■ Exercise aim
Put everything from the line containing "Could you please identify the ceiling" down to the end of the material into a numbered list, leaving out any blank lines.

■ Exercise material
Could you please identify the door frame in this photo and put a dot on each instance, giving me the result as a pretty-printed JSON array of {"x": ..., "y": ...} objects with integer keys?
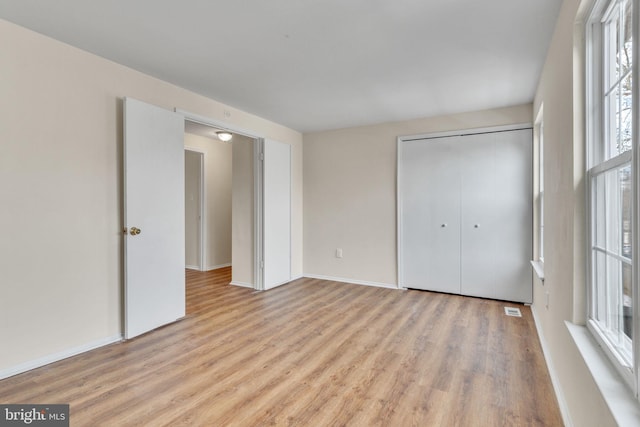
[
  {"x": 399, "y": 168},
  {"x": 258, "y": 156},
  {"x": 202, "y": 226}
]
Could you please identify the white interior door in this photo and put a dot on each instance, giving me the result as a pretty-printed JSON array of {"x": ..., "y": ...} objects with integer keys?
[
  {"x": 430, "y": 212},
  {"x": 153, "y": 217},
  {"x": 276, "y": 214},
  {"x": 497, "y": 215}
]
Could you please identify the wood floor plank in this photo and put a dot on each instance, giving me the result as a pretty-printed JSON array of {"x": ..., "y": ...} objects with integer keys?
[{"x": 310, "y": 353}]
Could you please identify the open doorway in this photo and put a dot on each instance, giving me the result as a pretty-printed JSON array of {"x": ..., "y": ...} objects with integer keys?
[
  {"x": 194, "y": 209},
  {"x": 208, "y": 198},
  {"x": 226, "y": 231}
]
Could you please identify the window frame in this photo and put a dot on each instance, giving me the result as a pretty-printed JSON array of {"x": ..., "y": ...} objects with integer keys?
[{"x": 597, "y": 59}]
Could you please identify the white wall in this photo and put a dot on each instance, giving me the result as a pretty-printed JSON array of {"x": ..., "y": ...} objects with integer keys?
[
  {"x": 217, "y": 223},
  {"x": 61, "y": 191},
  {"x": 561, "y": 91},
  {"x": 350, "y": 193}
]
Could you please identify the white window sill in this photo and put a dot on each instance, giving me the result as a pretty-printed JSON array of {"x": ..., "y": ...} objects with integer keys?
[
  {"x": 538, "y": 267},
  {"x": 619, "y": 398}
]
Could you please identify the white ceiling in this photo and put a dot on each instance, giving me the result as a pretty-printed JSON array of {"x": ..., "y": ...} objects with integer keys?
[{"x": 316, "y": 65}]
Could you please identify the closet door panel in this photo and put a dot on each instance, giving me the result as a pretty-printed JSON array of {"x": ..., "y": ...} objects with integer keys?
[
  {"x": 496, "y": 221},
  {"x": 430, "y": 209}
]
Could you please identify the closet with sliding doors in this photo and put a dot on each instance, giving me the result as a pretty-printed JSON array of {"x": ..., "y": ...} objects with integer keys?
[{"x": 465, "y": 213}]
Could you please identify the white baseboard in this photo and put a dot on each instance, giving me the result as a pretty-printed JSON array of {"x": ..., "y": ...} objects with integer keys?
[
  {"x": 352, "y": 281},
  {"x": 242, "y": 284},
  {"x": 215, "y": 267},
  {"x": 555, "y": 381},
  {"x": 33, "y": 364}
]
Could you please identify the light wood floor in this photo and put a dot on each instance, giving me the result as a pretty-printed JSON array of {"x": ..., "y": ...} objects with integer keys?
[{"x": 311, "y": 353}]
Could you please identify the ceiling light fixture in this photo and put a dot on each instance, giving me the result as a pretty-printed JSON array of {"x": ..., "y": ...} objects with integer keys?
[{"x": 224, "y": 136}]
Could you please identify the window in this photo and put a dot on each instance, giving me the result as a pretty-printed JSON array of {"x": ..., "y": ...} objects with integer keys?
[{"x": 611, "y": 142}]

■ Reply
1. Could you please identify the ceiling light fixture in this photo and put a dot on each instance, giving me the result as a pretty-printed JSON array of {"x": ..., "y": ...} objects with integer keys?
2. [{"x": 224, "y": 136}]
3. Could you please identify the window in this photo and put a dot on each instance, giving me the result as a pretty-printed JSON array of {"x": ..., "y": ...} objects with integer keys?
4. [{"x": 611, "y": 142}]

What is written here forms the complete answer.